◆ Prompt
In the material below, count the lines where the word "gets" appears. Nothing but the number, please.
##### Data provided
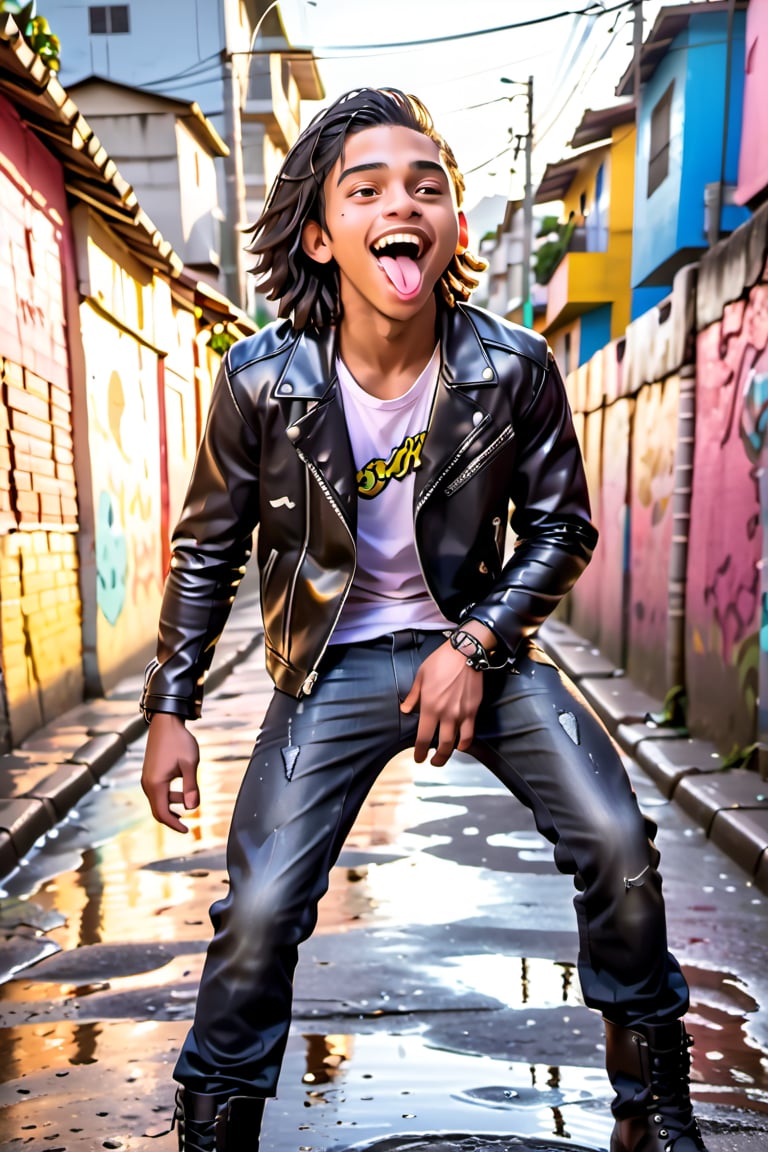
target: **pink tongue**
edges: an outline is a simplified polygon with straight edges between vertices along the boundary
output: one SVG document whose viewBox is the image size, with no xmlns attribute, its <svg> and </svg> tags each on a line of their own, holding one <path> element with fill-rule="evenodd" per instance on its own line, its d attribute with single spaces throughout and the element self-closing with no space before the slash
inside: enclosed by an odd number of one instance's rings
<svg viewBox="0 0 768 1152">
<path fill-rule="evenodd" d="M 398 292 L 413 296 L 421 287 L 421 269 L 410 256 L 380 256 L 379 263 Z"/>
</svg>

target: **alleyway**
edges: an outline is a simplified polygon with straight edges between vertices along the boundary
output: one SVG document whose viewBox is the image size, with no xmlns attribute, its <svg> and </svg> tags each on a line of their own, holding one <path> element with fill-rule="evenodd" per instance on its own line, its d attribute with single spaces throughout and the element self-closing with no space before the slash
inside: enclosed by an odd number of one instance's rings
<svg viewBox="0 0 768 1152">
<path fill-rule="evenodd" d="M 210 695 L 197 728 L 204 803 L 188 837 L 149 817 L 140 739 L 6 882 L 2 1148 L 175 1147 L 171 1070 L 268 690 L 259 647 Z M 660 825 L 708 1145 L 757 1152 L 768 898 L 632 773 Z M 570 901 L 527 812 L 484 769 L 462 756 L 444 769 L 393 762 L 303 950 L 264 1152 L 606 1148 L 602 1029 L 580 1002 Z"/>
</svg>

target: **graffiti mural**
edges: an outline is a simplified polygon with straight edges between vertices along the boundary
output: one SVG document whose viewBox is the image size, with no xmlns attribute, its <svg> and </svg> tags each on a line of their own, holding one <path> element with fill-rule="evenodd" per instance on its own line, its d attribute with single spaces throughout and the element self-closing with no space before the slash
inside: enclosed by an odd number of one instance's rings
<svg viewBox="0 0 768 1152">
<path fill-rule="evenodd" d="M 756 736 L 763 616 L 768 286 L 700 333 L 688 568 L 690 720 L 723 747 Z M 761 501 L 761 497 L 763 498 Z M 717 731 L 713 730 L 714 725 Z"/>
<path fill-rule="evenodd" d="M 117 624 L 125 604 L 128 548 L 116 521 L 109 492 L 101 492 L 96 510 L 96 600 L 110 624 Z"/>
<path fill-rule="evenodd" d="M 627 669 L 655 695 L 672 687 L 665 681 L 679 397 L 677 376 L 645 385 L 632 421 Z"/>
<path fill-rule="evenodd" d="M 107 678 L 154 634 L 162 590 L 157 356 L 82 309 L 96 557 L 98 667 Z"/>
</svg>

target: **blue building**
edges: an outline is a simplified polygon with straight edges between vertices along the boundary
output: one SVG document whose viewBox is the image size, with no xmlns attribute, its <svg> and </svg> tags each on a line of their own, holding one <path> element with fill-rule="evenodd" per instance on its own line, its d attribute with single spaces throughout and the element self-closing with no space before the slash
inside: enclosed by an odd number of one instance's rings
<svg viewBox="0 0 768 1152">
<path fill-rule="evenodd" d="M 632 316 L 662 300 L 675 272 L 749 212 L 738 180 L 747 0 L 662 8 L 616 89 L 640 99 Z"/>
</svg>

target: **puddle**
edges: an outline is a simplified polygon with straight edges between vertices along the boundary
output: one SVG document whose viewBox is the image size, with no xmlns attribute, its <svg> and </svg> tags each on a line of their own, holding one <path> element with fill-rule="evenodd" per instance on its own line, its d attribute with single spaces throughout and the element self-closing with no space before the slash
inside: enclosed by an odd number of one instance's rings
<svg viewBox="0 0 768 1152">
<path fill-rule="evenodd" d="M 162 1135 L 171 1073 L 207 907 L 226 883 L 241 729 L 232 722 L 226 739 L 204 741 L 205 806 L 187 837 L 149 819 L 134 749 L 10 881 L 0 901 L 2 1147 L 175 1147 Z M 612 1093 L 602 1027 L 575 974 L 570 879 L 554 873 L 529 814 L 483 786 L 488 776 L 471 769 L 468 787 L 460 766 L 432 778 L 422 765 L 414 785 L 413 772 L 407 756 L 387 769 L 333 870 L 302 951 L 263 1152 L 417 1152 L 441 1139 L 453 1152 L 606 1147 Z M 755 938 L 756 919 L 730 877 L 708 868 L 703 859 L 706 891 L 686 898 L 681 922 L 694 1093 L 705 1118 L 748 1109 L 738 1123 L 760 1130 L 768 1070 L 755 981 L 739 975 L 732 943 L 732 971 L 722 960 L 707 967 L 717 950 L 693 930 L 706 921 L 715 940 L 723 888 L 732 909 L 741 901 L 729 941 L 737 923 L 744 941 Z"/>
</svg>

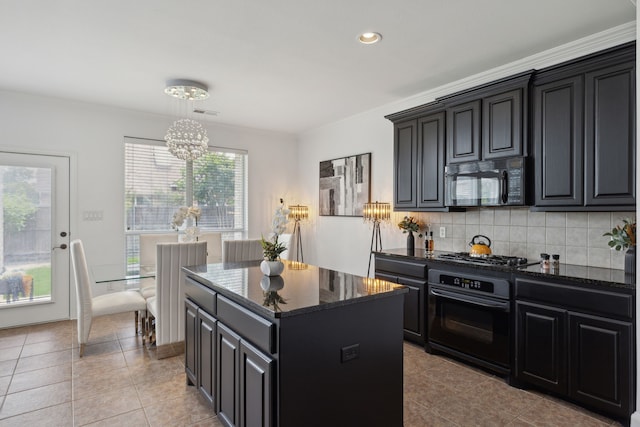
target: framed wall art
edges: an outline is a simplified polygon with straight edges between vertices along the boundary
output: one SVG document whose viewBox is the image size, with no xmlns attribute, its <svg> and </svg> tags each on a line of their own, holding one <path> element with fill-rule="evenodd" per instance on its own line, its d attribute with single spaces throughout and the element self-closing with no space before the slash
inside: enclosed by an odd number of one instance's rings
<svg viewBox="0 0 640 427">
<path fill-rule="evenodd" d="M 321 216 L 362 216 L 371 189 L 371 153 L 320 162 Z"/>
</svg>

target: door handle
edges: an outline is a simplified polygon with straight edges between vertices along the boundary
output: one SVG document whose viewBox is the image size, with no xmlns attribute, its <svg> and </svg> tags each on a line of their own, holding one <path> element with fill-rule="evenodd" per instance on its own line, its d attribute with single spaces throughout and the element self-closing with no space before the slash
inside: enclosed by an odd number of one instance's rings
<svg viewBox="0 0 640 427">
<path fill-rule="evenodd" d="M 62 249 L 62 250 L 65 250 L 65 249 L 67 249 L 67 244 L 66 244 L 66 243 L 63 243 L 63 244 L 61 244 L 60 246 L 54 246 L 53 248 L 51 248 L 51 250 L 54 250 L 54 249 Z"/>
</svg>

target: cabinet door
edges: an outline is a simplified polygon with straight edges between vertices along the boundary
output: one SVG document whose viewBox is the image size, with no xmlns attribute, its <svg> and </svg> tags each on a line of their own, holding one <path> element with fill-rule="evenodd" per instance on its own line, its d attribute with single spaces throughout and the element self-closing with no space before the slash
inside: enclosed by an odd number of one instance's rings
<svg viewBox="0 0 640 427">
<path fill-rule="evenodd" d="M 187 373 L 187 384 L 188 385 L 196 385 L 198 384 L 198 370 L 197 366 L 197 335 L 196 331 L 198 330 L 198 306 L 195 305 L 191 300 L 185 300 L 185 333 L 184 333 L 184 367 Z"/>
<path fill-rule="evenodd" d="M 633 325 L 569 314 L 569 396 L 629 416 L 633 396 Z"/>
<path fill-rule="evenodd" d="M 582 206 L 583 80 L 575 76 L 534 88 L 536 206 Z"/>
<path fill-rule="evenodd" d="M 444 113 L 418 119 L 419 208 L 444 207 Z"/>
<path fill-rule="evenodd" d="M 418 150 L 416 121 L 397 123 L 393 129 L 393 205 L 394 208 L 416 207 Z"/>
<path fill-rule="evenodd" d="M 398 277 L 398 283 L 409 289 L 409 293 L 404 294 L 404 338 L 424 344 L 427 341 L 424 314 L 427 282 Z"/>
<path fill-rule="evenodd" d="M 223 323 L 218 322 L 216 331 L 216 375 L 218 377 L 216 406 L 218 419 L 225 426 L 239 425 L 240 390 L 239 367 L 240 336 Z"/>
<path fill-rule="evenodd" d="M 480 160 L 480 100 L 447 108 L 447 164 Z"/>
<path fill-rule="evenodd" d="M 198 389 L 213 407 L 216 392 L 216 323 L 216 319 L 205 311 L 198 310 Z"/>
<path fill-rule="evenodd" d="M 482 99 L 483 159 L 523 154 L 523 89 Z"/>
<path fill-rule="evenodd" d="M 636 204 L 635 62 L 585 75 L 586 204 Z"/>
<path fill-rule="evenodd" d="M 567 393 L 565 310 L 516 302 L 516 378 Z"/>
<path fill-rule="evenodd" d="M 427 282 L 379 272 L 376 272 L 376 279 L 399 283 L 409 289 L 409 292 L 404 294 L 404 339 L 424 344 L 427 340 L 424 313 Z"/>
<path fill-rule="evenodd" d="M 275 361 L 245 341 L 240 342 L 240 425 L 270 427 L 274 418 Z"/>
</svg>

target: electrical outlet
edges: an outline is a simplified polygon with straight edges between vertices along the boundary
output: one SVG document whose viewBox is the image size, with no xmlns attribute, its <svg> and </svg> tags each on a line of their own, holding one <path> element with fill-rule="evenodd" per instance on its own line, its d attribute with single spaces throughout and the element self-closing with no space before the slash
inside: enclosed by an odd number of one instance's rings
<svg viewBox="0 0 640 427">
<path fill-rule="evenodd" d="M 447 237 L 447 229 L 446 227 L 440 227 L 440 238 L 444 239 L 445 237 Z"/>
<path fill-rule="evenodd" d="M 360 344 L 353 344 L 340 349 L 340 361 L 342 363 L 354 360 L 360 357 Z"/>
</svg>

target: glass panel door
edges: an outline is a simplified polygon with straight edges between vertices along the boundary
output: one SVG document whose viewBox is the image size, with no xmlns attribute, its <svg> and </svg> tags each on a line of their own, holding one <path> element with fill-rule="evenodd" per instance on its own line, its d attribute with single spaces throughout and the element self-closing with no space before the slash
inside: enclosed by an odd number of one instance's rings
<svg viewBox="0 0 640 427">
<path fill-rule="evenodd" d="M 69 318 L 69 158 L 0 152 L 0 328 Z"/>
</svg>

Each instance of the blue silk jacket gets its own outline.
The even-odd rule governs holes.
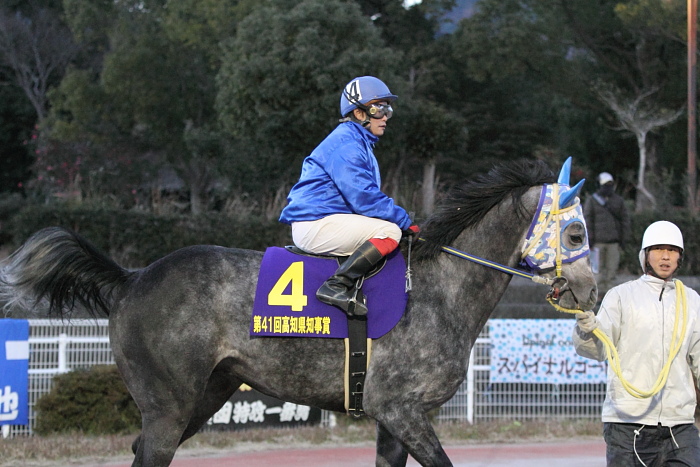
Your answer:
[[[287,197],[280,221],[314,221],[331,214],[360,214],[411,225],[405,209],[381,189],[373,146],[379,140],[354,122],[338,125],[304,159],[301,177]]]

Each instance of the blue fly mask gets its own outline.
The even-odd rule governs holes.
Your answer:
[[[521,265],[537,272],[556,269],[590,253],[586,222],[578,193],[585,180],[569,188],[571,158],[567,159],[556,184],[544,185],[537,212],[523,245]]]

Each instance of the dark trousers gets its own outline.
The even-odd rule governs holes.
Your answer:
[[[693,424],[669,428],[603,423],[603,438],[607,445],[608,467],[642,467],[644,464],[647,467],[700,466],[700,438]]]

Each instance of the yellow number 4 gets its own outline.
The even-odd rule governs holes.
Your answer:
[[[289,283],[292,283],[291,294],[286,294]],[[297,261],[289,265],[282,273],[277,283],[267,295],[268,305],[291,306],[292,311],[302,311],[308,303],[304,295],[304,263]]]

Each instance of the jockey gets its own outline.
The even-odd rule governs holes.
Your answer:
[[[381,80],[361,76],[340,95],[340,124],[304,159],[280,221],[292,226],[294,244],[309,253],[349,256],[316,292],[323,303],[349,315],[353,289],[404,231],[418,233],[405,209],[381,191],[374,144],[386,131],[397,98]]]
##########
◆ Task answer
5